- _SHORT PROBLEM_
Print verbatim every line starting at the one that contains "Task: Q: Indicate the rock face" and ending at the final line of the records; include both endpoints.

Records from a dataset
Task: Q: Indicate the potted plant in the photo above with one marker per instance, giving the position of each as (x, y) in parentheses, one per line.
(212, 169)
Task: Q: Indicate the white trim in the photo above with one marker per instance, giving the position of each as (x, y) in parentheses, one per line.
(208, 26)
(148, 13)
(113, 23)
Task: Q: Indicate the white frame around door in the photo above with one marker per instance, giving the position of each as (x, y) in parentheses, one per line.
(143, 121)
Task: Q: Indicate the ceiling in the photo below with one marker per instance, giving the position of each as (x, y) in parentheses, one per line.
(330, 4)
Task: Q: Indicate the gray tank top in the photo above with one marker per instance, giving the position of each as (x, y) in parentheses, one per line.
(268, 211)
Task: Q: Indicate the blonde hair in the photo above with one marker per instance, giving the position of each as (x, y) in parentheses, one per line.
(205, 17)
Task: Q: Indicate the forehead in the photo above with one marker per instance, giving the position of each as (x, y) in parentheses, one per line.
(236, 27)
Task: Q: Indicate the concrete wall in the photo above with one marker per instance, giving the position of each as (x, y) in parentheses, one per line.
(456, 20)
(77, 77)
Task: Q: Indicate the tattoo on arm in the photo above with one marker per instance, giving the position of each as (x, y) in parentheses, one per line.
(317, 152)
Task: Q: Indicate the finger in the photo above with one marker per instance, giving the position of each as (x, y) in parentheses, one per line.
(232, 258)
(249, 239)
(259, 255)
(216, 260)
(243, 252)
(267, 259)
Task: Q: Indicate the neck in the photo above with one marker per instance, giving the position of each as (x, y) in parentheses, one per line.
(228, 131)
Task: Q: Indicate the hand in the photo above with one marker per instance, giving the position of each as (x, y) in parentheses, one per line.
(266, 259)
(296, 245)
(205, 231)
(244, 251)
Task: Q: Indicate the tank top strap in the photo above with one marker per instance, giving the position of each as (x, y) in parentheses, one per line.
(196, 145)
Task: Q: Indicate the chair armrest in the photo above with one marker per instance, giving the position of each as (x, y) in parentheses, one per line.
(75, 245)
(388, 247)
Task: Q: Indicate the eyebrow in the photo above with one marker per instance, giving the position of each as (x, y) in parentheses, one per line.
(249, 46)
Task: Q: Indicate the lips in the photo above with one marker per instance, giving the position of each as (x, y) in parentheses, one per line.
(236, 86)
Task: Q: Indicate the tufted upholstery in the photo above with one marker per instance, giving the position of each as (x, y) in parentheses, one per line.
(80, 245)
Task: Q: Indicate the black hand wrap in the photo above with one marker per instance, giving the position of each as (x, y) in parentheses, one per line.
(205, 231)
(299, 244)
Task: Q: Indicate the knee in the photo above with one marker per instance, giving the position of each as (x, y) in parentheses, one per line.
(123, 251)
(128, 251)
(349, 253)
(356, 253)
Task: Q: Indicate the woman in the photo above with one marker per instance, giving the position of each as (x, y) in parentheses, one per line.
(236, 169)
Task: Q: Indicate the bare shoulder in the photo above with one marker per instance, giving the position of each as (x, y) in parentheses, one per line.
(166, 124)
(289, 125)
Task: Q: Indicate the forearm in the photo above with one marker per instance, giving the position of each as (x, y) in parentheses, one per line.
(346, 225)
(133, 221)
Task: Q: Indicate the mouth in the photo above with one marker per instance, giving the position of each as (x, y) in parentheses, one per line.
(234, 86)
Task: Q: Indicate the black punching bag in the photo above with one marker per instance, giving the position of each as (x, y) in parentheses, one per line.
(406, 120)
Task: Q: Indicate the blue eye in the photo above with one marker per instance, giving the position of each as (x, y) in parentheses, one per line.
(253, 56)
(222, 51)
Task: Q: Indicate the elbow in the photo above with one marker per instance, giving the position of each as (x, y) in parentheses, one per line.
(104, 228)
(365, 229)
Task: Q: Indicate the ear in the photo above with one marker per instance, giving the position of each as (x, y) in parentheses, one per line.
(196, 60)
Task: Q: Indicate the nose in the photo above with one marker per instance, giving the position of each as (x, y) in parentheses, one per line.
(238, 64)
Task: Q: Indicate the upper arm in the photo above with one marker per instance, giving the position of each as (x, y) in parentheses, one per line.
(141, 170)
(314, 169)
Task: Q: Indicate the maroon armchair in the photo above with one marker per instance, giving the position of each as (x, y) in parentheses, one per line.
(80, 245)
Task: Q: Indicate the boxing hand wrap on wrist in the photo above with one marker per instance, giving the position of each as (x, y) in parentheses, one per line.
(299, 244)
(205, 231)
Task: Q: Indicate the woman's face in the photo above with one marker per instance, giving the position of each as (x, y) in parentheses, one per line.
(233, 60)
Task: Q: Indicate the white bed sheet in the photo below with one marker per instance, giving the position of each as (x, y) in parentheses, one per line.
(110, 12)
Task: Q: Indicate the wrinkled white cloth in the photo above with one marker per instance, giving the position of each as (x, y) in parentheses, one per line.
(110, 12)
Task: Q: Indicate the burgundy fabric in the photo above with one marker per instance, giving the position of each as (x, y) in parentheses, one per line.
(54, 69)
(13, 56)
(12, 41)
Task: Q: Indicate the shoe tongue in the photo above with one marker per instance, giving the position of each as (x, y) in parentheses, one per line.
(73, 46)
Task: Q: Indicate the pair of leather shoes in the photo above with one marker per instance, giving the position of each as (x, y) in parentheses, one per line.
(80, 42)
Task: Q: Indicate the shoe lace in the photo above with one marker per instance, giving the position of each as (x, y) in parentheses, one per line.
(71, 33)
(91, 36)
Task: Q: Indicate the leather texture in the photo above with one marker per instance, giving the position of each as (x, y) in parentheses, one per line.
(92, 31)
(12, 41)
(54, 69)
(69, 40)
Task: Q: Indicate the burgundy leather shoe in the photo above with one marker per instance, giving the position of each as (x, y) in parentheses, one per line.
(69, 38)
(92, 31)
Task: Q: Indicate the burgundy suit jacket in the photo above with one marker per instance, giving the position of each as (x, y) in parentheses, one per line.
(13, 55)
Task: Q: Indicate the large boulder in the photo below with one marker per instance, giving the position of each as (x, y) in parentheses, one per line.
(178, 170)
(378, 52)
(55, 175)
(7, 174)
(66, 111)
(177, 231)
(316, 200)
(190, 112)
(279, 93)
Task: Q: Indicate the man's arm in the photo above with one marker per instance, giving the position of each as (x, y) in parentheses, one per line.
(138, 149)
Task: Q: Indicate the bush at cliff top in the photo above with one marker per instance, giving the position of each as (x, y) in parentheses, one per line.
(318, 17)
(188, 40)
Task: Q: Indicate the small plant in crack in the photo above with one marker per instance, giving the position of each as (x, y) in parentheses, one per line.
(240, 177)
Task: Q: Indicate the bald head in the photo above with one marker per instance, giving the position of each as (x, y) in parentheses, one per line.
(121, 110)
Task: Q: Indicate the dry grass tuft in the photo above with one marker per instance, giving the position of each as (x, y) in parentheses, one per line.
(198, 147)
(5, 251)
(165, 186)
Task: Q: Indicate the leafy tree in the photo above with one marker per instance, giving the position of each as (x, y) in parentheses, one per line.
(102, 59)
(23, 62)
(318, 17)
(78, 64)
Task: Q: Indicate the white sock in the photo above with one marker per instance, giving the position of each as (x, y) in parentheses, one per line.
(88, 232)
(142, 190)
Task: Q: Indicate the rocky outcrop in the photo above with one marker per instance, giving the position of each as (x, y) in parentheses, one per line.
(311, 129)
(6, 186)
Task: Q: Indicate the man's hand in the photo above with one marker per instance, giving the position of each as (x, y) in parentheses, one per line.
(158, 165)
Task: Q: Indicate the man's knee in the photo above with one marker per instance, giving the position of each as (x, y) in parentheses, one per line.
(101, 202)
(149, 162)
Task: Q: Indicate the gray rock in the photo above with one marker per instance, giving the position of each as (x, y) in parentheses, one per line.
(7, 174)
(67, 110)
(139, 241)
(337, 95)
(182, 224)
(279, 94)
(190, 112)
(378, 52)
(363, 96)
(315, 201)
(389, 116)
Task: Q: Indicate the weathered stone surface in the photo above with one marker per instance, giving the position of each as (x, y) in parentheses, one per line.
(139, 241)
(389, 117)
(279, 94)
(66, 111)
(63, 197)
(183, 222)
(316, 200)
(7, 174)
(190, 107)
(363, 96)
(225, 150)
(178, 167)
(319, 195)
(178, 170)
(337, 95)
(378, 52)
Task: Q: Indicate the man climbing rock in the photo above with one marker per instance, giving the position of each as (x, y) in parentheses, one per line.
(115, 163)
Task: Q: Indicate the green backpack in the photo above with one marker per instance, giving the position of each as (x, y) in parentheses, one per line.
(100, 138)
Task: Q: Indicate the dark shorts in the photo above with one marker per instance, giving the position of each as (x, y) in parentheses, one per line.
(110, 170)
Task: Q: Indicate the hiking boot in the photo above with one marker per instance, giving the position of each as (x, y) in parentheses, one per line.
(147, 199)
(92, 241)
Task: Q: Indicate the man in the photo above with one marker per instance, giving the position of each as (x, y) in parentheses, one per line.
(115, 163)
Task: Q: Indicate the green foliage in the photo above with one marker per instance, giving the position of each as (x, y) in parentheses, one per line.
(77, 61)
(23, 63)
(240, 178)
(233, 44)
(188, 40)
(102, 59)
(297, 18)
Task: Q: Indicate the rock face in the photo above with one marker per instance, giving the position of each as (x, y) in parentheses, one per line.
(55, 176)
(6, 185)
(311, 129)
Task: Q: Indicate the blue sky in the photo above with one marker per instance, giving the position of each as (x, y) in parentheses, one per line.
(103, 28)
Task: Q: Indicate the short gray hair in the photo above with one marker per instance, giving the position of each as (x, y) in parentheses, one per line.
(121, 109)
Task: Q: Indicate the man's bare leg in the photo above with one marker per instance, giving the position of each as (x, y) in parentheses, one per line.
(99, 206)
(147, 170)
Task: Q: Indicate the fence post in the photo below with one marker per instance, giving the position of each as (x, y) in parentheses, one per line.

- _TASK ANSWER_
Task: Q: Indicate the rock face in the photo above with one marker per instance, giving the position of each as (x, y) in parentheses, one per line.
(55, 176)
(6, 185)
(311, 129)
Task: Q: Indicate the blue sky in the photo above with one marker per instance, giving the position of each as (x, y) in parentheses, one per line.
(103, 28)
Task: Q: Indicate the short gray hair in the photo above with one marker per instance, giving the position of each as (x, y) in parentheses, one per line.
(121, 109)
Task: Q: Indicate the man's bare leg in the photo above with one marker per instance, giving the position of each as (x, y) in parentheses, one per line.
(99, 206)
(147, 170)
Task: Q: Indicate the fence post in the photo below with one marker per instance, giving the position of each as (x, y) in parentheses, one per line.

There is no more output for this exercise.